:: TRECHO DO TEXTO ::

Hotéis vs. Airbnb: o caos da Covid-19 em um setor combalido
Enquanto o setor busca se recuperar, a disputa entre os hotéis e o compartilhamento de casas leva ambos a buscar meios de atrair o público
Guilherme Dearo
Publicado em 6 de junho de 2020 às 07h00.
O Airbnb , criado em 2008, trouxe caos para o setor hoteleiro . O site roubou uma enorme fatia do mercado, diminuiu o preço das diárias de hotéis, inspirou a criação de redes de baixo custo e levou os hotéis de todos os tipos a criar restaurantes, bares e lobbies com um clima caseiro. Recentemente, porém, o Airbnb demitiu cerca de um quarto de seus funcionários, em um sinal claro das dificuldades financeiras enfrentadas pela empresa. A questão agora é: a Covid-19 vai trazer caos ao Airbnb?
"Creio que os hotéis levarão vantagem no curto prazo", afirmou Henry Harteveldt, analista do setor hoteleiro e fundador do Atmosphere Research Group, prevendo que os hotéis sairão na frente em relação à higiene e aos protocolos de distanciamento social padronizados.
Enquanto o setor busca se recuperar, a disputa entre os hotéis e o compartilhamento de casas leva os dois setores a buscar meios de convencer o público de que os quartos que oferecem estão livres do vírus, respeitam as regras do distanciamento social e seus termos de serviço são justos.

:::
:: EXTRATOS DE DADOS ::

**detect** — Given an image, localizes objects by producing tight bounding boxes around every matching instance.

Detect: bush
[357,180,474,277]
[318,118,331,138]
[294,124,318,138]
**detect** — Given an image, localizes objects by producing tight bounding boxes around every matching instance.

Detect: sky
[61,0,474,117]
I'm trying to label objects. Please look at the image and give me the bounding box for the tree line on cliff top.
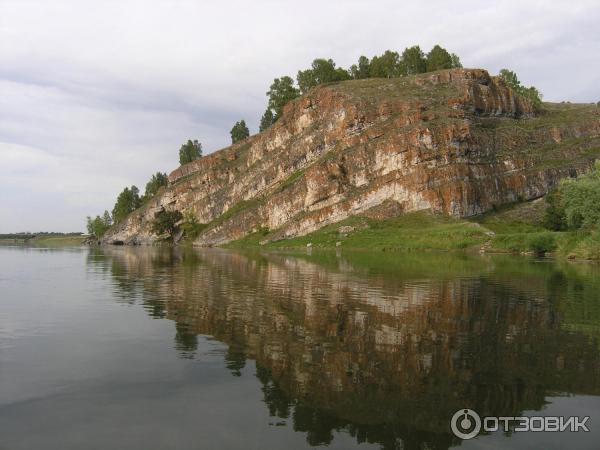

:::

▶ TAREFA A
De acordo com o texto sobre hotéis e Airbnb, que parcela dos funcionários o Airbnb demitiu recentemente?
▶ TAREFA B
Retome o texto sobre hotéis e Airbnb a partir do ponto em que ele termina.

▶ RESULTADO DO EXERCÍCIO A
Cerca de um quarto dos funcionários.

▶ RESULTADO DO EXERCÍCIO B
Termos de serviço não padronizados
A repentina onda de cancelamentos trazida pela Covid-19 conscientizou os viajantes dos diferentes termos de serviço aplicados pelas empresas de reservas – desde cancelamentos gratuitos de último minuto até a responsabilidade total pelo pagamento de viagens agendadas com meses de antecedência.
A maioria dos hotéis conta com generosas políticas de cancelamento que permitem que os viajantes alterem suas reservas sem multas entre 24 e 48 horas antes do check-in.
A exceção são as diárias pré-pagas sem direito a reembolso, que costumam ser as mais baixas do mercado – uma boa opção, a menos que você tenha de cancelar a estada. Mas até mesmo nesses casos a maioria das grandes redes hoteleiras, incluindo Marriott, Hilton e Hyatt, optou por oferecer reembolso até mesmo nas taxas mais baratas durante o segundo semestre deste ano. Algumas redes devolveram o dinheiro das reservas feitas até o fim de junho.
Em vista da crise econômica e de saúde pública, "o principal dever dos gestores de redes hoteleiras é a gentileza", afirmou Chekitan Dev, professor de marketing e comunicação executiva na faculdade de hotelaria da Universidade Cornell, que acredita que a recuperação do setor começa com o máximo de liberalidade com os reembolsos e a oferta de mais incentivos para agendamentos, como o acréscimo de upgrades.
As pessoas que costumam ficar em casas particulares descobriram a importância de ler as letras miúdas do contrato, uma atitude bem diferente do normal.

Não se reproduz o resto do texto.